▶ [Written instruction A]:
Repeat every record that follows the Overstock.com blog post word for word, and leave the pictures out of your answer.

▶ [Page excerpt]:
Tuesday, September 22, 2009

Continued GAAP Violations Caused the Securities and Exchange Commission to Re-open Its Investigation of Overstock.com

Last week, the Securities and Exchange Commission Enforcement Division took the unusual step of re-opening an investigation of financial reporting irregularities at Overstock.com (NASDAQ: OSTK) after dropping a previous investigation just fifteen months earlier in June 2008. The SEC re-opened its probe of Overstock.com in response to a series of investigative reports by this blog documenting continuing violations of Generally Accepted Accounting Principles (GAAP) by the company and false and misleading representations to investors by its management team, led by CEO Patrick M. Byrne.

A desperate Patrick Byrne is trying to paint himself as the victim of a vendetta by short sellers, the SEC, the press, and other imagined enemies. Byrne has orchestrated a vicious intimidation and smear campaign against company critics (including me) in an attempt to deflect any criticism of his misdeeds. (Note: For more information see Joe Nocera's New York Times Column here, Gary Weiss blog post here, and my blog post here.)

▶ [Supplied records]:
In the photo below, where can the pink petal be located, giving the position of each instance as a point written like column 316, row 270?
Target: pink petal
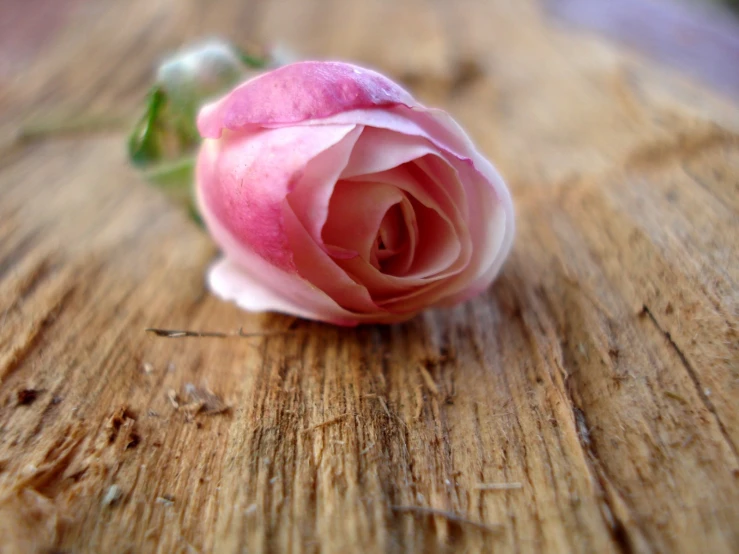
column 299, row 92
column 316, row 267
column 244, row 179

▶ [Written instruction B]:
Reproduce the stretch of the Overstock.com blog post from "Tuesday, September 22, 2009" through "Patrick M. Byrne." exactly.

▶ [Written answer A]:
In the photo below, where can the pink petal be located, giving the position of each instance as a point written like column 316, row 270?
Target: pink petal
column 299, row 92
column 316, row 267
column 244, row 179

▶ [Written answer B]:
Tuesday, September 22, 2009

Continued GAAP Violations Caused the Securities and Exchange Commission to Re-open Its Investigation of Overstock.com

Last week, the Securities and Exchange Commission Enforcement Division took the unusual step of re-opening an investigation of financial reporting irregularities at Overstock.com (NASDAQ: OSTK) after dropping a previous investigation just fifteen months earlier in June 2008. The SEC re-opened its probe of Overstock.com in response to a series of investigative reports by this blog documenting continuing violations of Generally Accepted Accounting Principles (GAAP) by the company and false and misleading representations to investors by its management team, led by CEO Patrick M. Byrne.